##### Extracted data

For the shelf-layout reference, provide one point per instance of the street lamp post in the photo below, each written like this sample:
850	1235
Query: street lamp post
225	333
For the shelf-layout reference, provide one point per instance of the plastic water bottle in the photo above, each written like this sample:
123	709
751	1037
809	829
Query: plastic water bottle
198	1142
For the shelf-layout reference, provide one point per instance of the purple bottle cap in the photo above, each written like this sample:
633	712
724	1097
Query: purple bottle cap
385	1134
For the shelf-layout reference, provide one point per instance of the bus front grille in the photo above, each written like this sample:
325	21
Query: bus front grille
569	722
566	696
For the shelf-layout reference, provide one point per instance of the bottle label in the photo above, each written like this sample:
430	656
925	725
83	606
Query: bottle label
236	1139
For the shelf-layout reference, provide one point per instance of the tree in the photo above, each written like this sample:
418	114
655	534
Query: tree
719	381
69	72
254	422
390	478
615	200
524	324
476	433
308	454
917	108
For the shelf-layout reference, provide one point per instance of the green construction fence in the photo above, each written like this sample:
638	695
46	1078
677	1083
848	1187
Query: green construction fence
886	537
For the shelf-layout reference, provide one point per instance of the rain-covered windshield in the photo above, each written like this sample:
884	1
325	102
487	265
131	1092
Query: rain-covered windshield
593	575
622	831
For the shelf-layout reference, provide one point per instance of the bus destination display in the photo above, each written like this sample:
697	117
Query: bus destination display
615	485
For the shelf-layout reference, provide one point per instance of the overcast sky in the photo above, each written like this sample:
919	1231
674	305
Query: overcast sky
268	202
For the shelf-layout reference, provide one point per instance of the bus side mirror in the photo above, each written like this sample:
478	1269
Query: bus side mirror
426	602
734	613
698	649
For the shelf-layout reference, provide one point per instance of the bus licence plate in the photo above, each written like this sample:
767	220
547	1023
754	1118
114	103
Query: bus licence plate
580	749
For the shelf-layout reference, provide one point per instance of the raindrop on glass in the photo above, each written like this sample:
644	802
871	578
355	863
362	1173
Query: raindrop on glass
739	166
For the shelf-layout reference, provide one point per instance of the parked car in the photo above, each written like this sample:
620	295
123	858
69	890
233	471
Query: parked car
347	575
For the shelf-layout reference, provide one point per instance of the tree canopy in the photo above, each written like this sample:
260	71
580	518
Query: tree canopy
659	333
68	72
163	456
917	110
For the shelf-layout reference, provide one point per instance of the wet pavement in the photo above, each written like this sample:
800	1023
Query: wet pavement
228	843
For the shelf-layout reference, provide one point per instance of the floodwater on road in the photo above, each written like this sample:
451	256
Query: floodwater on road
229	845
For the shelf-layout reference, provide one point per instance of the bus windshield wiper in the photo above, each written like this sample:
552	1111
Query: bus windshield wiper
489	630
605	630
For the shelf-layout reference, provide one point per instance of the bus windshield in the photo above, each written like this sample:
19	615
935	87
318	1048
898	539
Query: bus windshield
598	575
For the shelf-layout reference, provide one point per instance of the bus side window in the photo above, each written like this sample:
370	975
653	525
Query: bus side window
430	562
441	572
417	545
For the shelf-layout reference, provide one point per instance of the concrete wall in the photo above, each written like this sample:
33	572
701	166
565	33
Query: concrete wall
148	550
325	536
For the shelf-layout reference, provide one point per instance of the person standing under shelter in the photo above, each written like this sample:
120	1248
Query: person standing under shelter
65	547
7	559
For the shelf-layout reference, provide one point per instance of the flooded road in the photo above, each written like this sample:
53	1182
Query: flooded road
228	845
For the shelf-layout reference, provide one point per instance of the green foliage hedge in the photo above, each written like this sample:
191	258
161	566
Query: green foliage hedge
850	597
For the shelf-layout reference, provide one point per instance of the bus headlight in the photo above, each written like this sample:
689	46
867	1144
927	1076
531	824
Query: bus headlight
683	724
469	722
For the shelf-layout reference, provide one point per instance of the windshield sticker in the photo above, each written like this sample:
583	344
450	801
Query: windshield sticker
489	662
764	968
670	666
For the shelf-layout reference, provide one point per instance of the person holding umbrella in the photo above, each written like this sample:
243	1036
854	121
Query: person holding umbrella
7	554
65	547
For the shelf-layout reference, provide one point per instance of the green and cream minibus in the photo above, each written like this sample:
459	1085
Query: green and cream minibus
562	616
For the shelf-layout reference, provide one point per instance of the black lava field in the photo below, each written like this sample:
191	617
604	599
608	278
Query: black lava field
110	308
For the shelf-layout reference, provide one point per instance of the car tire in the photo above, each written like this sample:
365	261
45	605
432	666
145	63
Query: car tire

##########

Reproduce the rows from the line containing "side window in" through the end of the rows, changing every "Query" to "Target" and leaving all else as it stands.

• _Full solution_:
For the shelf-layout reference, provide one point per instance of the bus side window in the photo above, each written like this sample:
370	975
653	525
Target: bus side window
430	562
441	572
417	545
For the shelf-layout reference, provide one point per instance of the concrete wall in the photo above, each written like this sample:
33	572
701	166
565	33
Target: concrete wall
148	550
325	536
For the shelf-layout reference, provide one point per instance of the person standing under shelter in the photo above, each written like this sample:
120	1248
Target: person standing under shelter
65	547
7	559
For the shelf-layout reference, provide one point per instance of the flooded road in the photo above, each written like this sample:
53	1182
Target: flooded road
228	845
For the shelf-layout reference, provide one point per instance of the green foliage hedge in the photo above, each written like this sample:
191	258
161	566
Target: green foliage hedge
850	597
For the shelf-layout reference, provide one point per instance of the bus headlight in the photo above, each written like this sample:
689	46
867	1144
927	1076
531	824
Target: bus headlight
683	724
469	722
For the shelf-layout reference, provide one point per instance of the windshield sticker in the photo above, each written like this sample:
583	344
450	801
Target: windshield sticker
489	662
764	968
670	666
For the shelf-layout reference, provide one point per instance of the person holding umbrella in the photo above, each written like this sample:
243	1036
854	121
Target: person holding umbrella
7	554
65	547
For the shelf-layout reference, provide one point per instance of the green and cream minibus in the photo above, each written like this sample:
459	1085
Target: green and cream minibus
562	616
For the shelf-layout reference, provide one point per instance of the black lava field in the photo below, each written like this sample:
191	617
604	599
608	278
Target: black lava field
110	308
For the shelf-layout reference, provide one point per instance of the car tire in the photo above, each written like this sample:
365	261
45	605
432	666
145	63
Target: car tire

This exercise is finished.